Your job with the data below: print everything from the line that holds "Where can the roof" down to the line that holds "column 556, row 138", ends included, exactly, and nothing else.

+++++

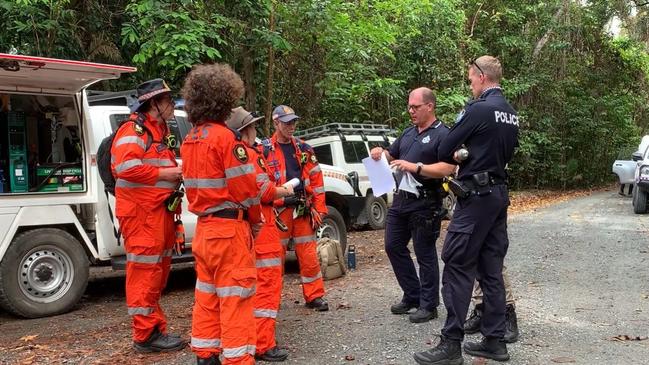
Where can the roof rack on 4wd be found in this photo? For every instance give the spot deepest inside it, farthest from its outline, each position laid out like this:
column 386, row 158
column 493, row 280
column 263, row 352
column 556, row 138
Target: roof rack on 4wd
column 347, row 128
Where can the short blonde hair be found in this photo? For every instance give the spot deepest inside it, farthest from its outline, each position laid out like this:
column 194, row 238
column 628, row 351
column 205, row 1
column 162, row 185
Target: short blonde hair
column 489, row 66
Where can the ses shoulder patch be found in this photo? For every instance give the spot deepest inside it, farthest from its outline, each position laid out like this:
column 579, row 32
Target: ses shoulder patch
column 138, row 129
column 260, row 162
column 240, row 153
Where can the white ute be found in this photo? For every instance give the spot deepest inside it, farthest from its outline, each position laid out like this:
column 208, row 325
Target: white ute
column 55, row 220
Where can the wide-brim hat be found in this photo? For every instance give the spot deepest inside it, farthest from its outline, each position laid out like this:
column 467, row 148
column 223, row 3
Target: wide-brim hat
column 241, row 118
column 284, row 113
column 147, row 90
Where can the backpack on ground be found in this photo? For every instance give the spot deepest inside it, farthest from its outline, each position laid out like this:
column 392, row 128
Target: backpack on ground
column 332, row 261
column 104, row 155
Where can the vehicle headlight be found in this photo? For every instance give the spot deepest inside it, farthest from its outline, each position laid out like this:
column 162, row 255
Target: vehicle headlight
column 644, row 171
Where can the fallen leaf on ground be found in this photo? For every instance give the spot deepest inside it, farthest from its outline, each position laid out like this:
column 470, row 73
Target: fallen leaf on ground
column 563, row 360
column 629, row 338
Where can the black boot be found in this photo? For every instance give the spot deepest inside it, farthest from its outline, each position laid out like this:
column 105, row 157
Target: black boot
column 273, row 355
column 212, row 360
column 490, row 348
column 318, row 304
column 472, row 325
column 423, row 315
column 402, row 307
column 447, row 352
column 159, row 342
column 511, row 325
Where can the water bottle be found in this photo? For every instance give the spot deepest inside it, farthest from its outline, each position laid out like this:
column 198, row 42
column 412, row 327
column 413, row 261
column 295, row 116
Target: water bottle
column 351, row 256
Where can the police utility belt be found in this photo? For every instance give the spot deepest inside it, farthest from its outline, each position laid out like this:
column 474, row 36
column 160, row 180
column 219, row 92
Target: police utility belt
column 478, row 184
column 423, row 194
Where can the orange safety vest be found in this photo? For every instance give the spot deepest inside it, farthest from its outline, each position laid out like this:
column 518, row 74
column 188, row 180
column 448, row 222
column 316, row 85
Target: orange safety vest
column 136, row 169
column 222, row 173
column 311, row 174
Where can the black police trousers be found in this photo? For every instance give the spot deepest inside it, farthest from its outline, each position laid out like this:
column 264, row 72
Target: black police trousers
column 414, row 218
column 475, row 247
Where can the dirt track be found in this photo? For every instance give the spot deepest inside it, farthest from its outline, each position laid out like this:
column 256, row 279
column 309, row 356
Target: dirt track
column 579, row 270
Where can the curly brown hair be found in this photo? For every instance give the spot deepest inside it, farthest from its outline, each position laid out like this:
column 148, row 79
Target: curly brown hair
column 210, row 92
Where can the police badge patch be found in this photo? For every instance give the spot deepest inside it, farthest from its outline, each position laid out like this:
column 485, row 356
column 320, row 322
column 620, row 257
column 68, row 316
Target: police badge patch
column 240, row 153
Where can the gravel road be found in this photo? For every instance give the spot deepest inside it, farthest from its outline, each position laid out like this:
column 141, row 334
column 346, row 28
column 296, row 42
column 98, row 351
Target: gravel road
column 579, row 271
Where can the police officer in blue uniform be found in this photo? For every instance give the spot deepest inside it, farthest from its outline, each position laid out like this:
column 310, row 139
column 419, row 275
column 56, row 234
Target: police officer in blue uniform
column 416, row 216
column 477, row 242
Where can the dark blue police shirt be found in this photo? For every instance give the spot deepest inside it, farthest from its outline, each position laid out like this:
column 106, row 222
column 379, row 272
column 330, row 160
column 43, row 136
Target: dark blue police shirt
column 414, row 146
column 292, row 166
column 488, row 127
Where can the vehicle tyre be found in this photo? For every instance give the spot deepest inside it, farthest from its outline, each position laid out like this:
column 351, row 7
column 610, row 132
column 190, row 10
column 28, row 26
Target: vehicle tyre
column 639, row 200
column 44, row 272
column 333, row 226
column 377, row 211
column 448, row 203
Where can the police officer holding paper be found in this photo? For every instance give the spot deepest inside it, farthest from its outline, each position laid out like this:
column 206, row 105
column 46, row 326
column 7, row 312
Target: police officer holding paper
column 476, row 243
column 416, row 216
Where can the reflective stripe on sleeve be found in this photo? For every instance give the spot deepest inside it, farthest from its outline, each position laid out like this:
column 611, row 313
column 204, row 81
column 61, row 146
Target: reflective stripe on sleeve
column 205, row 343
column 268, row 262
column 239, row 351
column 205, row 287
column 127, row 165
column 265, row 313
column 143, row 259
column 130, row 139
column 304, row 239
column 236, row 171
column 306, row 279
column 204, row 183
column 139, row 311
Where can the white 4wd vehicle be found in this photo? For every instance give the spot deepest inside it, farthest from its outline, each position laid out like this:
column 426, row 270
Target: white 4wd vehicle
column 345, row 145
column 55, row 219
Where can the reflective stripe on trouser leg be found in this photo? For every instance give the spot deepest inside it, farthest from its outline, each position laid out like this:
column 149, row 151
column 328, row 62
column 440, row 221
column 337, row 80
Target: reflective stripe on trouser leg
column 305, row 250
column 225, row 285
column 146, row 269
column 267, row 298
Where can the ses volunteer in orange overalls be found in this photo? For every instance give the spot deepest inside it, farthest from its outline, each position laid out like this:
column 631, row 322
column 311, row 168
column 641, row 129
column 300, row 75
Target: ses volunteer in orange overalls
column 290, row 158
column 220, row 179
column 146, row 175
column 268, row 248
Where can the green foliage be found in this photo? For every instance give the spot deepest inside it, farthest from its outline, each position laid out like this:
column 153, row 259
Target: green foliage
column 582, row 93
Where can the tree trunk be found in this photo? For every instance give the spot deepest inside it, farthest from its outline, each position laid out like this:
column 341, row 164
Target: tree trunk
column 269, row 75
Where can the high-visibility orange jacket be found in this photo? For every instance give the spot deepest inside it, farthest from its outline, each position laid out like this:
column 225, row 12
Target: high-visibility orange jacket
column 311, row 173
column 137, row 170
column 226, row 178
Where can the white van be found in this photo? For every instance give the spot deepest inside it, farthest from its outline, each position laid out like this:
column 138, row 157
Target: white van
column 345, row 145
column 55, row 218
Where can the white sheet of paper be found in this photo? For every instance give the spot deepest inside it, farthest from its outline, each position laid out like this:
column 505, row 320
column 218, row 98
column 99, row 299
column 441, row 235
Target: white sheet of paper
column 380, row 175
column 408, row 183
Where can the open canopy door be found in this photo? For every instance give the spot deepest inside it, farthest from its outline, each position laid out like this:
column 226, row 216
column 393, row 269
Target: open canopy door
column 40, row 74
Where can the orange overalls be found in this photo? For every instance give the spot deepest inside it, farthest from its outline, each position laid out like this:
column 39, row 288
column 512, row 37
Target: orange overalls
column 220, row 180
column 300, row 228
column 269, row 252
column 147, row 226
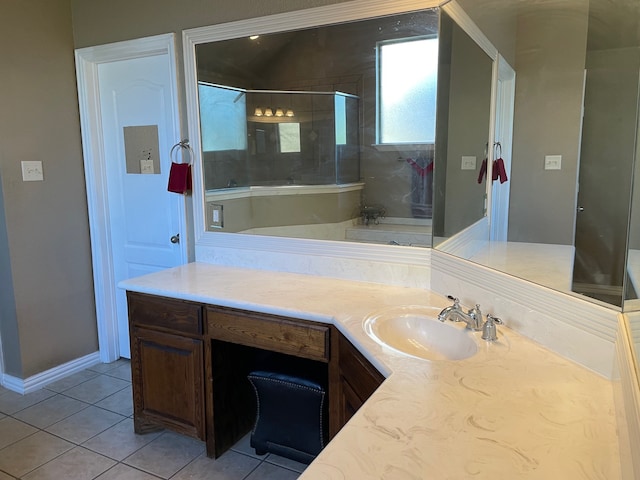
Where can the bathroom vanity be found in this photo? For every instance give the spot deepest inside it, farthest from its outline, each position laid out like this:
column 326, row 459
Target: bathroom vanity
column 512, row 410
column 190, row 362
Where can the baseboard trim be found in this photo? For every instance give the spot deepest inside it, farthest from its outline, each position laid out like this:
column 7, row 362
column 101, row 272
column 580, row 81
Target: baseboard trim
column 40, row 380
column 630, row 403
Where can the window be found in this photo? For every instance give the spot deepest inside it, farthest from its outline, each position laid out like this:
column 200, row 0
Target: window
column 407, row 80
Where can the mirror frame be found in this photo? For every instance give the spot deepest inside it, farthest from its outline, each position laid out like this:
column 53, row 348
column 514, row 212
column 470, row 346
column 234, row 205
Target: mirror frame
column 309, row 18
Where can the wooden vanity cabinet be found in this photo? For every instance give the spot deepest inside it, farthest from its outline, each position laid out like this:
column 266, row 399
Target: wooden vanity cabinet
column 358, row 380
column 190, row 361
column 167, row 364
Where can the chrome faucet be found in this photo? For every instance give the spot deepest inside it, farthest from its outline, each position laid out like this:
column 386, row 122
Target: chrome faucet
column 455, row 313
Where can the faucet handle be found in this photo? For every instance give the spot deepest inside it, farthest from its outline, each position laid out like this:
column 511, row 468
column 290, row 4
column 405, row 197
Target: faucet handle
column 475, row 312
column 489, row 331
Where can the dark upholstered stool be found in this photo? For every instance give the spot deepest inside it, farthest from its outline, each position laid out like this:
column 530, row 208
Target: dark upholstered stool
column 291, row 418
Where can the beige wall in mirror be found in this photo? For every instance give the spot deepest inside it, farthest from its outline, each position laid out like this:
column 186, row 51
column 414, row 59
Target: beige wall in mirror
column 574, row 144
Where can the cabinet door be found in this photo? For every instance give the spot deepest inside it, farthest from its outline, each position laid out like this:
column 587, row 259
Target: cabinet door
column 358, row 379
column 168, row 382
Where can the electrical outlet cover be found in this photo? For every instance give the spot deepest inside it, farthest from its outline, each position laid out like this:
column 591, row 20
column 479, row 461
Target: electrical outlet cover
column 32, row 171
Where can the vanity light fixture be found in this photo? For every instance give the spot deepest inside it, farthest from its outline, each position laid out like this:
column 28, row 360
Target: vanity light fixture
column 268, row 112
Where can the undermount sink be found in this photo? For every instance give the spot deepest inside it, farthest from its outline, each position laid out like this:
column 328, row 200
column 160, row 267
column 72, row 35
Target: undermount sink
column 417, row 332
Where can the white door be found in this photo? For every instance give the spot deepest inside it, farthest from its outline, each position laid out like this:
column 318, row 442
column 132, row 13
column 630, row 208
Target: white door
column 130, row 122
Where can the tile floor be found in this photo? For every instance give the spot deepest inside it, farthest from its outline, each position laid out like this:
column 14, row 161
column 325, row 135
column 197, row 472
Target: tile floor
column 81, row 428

+++++

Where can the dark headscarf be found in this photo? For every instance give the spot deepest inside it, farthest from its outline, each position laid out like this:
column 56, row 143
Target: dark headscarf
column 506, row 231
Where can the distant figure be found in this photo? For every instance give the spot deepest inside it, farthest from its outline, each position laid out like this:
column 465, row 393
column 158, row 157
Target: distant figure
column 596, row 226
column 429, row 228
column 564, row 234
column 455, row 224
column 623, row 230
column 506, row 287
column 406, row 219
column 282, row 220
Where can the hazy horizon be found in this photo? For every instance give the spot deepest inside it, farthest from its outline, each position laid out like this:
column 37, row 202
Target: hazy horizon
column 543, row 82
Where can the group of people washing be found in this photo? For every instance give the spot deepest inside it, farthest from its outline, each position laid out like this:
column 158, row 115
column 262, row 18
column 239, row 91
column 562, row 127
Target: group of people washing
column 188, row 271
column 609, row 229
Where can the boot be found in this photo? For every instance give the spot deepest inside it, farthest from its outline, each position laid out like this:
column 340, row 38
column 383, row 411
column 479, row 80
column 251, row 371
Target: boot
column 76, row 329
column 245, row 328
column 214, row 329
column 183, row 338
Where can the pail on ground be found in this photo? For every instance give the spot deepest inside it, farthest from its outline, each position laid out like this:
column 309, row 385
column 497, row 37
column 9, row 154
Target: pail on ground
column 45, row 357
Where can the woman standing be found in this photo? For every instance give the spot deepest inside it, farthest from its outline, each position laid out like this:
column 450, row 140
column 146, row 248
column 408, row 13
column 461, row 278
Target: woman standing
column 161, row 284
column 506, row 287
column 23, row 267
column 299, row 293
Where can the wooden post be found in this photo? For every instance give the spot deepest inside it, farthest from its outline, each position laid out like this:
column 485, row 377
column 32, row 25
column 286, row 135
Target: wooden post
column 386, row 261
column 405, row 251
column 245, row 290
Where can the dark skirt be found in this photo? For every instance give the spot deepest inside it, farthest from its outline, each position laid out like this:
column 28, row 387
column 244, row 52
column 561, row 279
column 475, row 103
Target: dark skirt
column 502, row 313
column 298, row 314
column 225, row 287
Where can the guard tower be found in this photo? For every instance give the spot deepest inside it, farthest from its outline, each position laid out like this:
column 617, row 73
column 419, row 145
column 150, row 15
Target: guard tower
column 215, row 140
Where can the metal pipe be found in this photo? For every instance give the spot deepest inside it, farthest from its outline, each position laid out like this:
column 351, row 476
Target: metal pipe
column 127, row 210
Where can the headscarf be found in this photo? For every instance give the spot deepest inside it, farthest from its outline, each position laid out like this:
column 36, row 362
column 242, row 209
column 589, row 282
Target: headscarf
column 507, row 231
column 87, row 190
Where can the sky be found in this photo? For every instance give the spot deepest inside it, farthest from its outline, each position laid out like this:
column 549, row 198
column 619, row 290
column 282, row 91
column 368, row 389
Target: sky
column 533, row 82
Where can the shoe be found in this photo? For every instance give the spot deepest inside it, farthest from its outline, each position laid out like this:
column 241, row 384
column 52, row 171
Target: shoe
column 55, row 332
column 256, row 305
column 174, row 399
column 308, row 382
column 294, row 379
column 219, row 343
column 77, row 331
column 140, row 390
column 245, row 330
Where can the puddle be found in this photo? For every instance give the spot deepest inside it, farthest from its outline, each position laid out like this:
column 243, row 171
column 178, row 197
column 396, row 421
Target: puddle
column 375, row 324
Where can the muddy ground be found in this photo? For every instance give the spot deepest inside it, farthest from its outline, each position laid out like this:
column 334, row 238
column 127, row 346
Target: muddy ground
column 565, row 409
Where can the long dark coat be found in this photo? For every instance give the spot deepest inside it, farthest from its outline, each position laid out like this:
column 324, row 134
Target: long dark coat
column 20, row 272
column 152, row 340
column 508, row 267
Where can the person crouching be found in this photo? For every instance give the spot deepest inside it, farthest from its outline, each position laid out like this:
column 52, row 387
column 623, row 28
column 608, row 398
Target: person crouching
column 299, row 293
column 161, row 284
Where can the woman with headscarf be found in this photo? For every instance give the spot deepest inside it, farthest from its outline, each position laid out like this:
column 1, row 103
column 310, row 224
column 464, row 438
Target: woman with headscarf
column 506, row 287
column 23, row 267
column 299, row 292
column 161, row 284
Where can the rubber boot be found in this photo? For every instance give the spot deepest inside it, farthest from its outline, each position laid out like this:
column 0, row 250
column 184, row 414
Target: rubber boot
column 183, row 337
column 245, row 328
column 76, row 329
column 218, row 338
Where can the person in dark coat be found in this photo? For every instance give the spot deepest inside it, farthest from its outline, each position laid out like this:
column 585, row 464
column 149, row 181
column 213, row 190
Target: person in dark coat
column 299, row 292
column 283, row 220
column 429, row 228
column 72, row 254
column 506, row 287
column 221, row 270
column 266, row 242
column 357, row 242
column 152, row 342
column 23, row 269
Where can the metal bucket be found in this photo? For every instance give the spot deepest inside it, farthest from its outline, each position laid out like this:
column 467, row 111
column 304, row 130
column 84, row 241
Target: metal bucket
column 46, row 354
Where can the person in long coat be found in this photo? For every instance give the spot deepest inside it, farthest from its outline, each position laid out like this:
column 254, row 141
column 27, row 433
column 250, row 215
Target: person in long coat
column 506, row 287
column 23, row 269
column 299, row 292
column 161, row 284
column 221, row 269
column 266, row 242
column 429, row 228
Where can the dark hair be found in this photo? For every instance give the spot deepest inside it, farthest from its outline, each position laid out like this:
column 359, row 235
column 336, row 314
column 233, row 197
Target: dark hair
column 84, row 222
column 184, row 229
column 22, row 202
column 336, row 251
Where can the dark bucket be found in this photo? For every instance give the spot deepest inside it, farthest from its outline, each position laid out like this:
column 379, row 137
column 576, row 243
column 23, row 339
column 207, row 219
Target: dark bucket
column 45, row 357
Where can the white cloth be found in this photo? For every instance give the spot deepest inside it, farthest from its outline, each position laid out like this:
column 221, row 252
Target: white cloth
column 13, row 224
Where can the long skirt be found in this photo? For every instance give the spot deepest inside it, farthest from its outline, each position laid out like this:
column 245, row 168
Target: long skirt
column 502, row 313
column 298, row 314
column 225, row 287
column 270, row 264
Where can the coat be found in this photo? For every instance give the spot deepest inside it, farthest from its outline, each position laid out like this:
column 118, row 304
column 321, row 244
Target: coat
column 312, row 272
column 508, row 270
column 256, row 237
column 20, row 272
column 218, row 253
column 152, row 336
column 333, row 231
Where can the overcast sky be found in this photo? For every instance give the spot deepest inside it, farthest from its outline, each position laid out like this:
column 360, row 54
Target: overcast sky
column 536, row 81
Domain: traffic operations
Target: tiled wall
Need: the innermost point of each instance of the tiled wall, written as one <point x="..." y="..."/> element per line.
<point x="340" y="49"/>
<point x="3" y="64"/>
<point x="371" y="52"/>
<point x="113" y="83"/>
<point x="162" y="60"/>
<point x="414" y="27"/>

+++++

• Reply to the task
Where can the roof rack on 4wd be found in this photo? For every instance give the spot deepest inside it, farthest from its outline, each position laid out like this:
column 386, row 158
column 493, row 280
column 263, row 352
column 556, row 138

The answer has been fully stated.